→ **RECORDS SUPPLIED**
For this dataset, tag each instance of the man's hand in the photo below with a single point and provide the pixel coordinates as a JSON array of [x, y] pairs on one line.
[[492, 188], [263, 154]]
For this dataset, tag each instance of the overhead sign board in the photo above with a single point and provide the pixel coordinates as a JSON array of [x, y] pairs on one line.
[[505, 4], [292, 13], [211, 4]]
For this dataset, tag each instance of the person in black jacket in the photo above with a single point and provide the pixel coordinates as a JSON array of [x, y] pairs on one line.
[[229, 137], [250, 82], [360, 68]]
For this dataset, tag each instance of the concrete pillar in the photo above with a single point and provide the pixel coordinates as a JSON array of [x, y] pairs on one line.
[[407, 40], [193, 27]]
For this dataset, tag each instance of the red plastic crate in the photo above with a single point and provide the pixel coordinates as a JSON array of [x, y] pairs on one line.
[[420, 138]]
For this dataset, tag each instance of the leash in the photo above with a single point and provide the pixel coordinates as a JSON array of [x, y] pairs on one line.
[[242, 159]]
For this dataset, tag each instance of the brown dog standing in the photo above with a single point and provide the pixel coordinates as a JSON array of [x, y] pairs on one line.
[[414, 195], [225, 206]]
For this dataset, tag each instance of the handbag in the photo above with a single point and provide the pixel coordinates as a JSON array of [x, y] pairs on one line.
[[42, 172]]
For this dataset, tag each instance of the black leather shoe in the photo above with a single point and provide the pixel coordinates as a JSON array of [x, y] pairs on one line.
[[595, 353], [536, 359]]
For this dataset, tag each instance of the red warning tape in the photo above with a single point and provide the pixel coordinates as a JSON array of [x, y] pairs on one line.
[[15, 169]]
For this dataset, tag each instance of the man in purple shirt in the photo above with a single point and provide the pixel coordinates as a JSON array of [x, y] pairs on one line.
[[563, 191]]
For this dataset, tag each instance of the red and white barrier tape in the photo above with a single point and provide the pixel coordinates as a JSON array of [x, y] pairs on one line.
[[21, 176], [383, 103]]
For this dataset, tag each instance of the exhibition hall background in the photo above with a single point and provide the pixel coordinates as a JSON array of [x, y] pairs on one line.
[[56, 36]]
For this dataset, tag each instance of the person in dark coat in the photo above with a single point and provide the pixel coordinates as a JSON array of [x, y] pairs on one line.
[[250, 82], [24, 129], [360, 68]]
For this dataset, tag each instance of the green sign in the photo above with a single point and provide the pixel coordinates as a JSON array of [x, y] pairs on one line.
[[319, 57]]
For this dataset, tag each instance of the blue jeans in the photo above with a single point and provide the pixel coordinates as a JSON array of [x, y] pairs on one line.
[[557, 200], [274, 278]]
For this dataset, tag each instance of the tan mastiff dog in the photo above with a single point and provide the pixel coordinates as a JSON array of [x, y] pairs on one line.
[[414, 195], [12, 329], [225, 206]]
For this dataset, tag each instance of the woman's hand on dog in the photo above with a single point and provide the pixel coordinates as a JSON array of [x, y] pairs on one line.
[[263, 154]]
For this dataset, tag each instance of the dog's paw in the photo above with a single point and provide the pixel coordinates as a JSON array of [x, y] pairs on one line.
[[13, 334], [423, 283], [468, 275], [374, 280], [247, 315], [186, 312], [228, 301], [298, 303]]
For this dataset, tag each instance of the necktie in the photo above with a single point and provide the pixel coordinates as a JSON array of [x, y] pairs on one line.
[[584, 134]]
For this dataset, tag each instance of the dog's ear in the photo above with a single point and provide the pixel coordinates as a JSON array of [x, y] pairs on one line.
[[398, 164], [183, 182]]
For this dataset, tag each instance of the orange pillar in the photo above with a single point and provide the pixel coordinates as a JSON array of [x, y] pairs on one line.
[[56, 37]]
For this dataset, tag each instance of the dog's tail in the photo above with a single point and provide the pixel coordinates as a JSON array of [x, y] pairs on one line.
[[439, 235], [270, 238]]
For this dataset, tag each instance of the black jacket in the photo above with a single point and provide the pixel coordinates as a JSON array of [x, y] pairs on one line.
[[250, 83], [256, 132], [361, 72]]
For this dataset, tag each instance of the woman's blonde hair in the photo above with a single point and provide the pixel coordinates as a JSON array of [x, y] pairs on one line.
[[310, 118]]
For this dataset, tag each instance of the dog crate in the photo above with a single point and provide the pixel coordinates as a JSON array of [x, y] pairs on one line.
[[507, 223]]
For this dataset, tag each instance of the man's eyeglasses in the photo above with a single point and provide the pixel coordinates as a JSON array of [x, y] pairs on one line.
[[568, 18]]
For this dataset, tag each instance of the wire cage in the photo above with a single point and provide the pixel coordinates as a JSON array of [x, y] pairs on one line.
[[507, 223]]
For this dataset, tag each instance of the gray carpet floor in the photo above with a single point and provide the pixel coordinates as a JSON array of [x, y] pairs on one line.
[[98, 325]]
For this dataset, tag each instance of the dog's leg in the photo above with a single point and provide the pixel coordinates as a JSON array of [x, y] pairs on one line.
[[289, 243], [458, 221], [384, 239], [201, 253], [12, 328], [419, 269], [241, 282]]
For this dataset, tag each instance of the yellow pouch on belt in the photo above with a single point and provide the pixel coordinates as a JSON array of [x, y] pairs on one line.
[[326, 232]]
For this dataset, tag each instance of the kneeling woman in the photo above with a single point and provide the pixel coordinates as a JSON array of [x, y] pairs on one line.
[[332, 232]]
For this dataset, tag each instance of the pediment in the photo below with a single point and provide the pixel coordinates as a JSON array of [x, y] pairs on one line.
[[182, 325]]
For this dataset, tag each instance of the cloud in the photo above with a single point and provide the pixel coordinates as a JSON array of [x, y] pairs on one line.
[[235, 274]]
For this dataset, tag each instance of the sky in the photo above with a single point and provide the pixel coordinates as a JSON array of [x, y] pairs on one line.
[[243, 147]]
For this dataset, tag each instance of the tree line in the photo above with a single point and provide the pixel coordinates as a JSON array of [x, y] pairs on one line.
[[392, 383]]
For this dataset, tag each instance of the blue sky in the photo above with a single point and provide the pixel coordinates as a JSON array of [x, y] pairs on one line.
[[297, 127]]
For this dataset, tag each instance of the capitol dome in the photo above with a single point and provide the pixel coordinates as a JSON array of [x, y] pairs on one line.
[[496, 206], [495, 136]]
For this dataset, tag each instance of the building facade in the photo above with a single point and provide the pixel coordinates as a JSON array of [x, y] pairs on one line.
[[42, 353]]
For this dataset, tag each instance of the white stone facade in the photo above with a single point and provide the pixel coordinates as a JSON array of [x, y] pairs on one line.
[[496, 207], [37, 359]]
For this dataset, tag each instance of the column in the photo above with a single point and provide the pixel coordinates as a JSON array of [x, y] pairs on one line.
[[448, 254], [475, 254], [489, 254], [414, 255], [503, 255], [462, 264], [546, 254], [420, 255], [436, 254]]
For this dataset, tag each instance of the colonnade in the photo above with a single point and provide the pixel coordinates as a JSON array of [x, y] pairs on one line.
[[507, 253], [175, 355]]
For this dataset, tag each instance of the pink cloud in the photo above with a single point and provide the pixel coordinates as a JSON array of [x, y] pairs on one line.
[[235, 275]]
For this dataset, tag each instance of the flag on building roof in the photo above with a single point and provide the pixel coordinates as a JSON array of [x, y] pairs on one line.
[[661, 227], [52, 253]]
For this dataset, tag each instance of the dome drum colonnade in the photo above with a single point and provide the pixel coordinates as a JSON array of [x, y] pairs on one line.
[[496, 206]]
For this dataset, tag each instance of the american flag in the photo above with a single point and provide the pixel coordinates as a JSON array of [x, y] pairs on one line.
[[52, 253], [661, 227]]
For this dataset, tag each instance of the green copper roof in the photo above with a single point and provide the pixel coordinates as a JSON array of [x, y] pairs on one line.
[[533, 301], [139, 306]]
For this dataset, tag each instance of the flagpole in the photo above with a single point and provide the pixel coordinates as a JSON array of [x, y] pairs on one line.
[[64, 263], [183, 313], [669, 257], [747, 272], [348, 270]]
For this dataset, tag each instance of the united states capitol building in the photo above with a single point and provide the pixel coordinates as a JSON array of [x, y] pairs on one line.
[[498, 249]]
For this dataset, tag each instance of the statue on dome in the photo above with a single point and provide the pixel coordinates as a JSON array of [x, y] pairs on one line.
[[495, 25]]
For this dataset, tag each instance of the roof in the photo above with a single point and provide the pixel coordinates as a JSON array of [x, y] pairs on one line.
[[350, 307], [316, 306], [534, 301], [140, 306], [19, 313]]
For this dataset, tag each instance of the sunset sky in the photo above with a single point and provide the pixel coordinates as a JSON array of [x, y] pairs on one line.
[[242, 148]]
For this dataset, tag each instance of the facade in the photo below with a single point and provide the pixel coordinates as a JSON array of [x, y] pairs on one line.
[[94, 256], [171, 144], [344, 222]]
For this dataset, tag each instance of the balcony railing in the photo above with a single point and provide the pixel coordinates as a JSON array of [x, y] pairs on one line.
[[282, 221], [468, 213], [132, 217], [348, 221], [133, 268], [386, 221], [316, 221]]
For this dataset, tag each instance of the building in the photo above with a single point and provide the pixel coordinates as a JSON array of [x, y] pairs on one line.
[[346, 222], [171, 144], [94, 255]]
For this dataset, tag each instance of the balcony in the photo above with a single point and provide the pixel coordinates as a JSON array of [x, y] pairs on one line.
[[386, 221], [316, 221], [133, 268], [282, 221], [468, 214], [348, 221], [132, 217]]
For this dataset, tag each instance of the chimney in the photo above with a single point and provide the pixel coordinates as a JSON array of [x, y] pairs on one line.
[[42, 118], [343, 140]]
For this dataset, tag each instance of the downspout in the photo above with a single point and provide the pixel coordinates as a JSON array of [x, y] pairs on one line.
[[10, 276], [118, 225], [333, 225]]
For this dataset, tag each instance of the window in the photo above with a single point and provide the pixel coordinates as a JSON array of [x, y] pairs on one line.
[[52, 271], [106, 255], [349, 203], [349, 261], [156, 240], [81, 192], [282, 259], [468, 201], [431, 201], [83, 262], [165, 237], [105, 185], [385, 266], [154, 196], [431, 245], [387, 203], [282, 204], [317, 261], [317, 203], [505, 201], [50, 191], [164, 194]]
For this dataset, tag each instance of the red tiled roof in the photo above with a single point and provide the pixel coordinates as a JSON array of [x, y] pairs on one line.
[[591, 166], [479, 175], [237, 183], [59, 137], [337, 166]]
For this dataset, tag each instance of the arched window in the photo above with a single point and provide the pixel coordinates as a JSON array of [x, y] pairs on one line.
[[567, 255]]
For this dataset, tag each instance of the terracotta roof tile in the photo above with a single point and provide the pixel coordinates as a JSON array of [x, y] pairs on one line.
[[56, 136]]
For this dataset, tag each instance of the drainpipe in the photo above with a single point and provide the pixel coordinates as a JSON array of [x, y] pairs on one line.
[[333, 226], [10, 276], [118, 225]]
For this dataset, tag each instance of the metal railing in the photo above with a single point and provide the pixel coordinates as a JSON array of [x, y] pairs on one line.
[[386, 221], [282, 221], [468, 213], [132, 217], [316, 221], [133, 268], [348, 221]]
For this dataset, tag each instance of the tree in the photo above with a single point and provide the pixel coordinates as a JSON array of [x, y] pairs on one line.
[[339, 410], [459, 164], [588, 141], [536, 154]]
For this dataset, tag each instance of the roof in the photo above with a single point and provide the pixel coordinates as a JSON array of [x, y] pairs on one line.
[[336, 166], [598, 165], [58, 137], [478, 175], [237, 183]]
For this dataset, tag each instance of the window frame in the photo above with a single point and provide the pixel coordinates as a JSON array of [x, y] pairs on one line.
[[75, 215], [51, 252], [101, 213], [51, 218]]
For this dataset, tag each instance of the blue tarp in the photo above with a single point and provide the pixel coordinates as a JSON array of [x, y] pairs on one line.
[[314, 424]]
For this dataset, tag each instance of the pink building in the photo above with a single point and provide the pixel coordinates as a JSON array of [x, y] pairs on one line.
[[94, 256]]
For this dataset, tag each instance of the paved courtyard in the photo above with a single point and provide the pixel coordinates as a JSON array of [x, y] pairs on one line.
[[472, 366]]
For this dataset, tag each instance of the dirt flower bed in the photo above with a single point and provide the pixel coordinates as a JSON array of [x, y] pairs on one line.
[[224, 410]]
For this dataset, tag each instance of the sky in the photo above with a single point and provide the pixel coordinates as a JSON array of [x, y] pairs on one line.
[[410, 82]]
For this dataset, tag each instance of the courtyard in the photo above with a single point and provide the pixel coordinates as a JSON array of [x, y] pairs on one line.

→ **SHORT TASK**
Copy out the stretch of the listing from its start through the line containing "[[492, 188], [263, 154]]", keeping every word and character the same.

→ **COMPLETE ANSWER**
For this dataset, tag each instance of the man's hand in the photo below with a single point and provide the pixel coordinates as a JSON array of [x, y] pairs on one line.
[[492, 188], [263, 154]]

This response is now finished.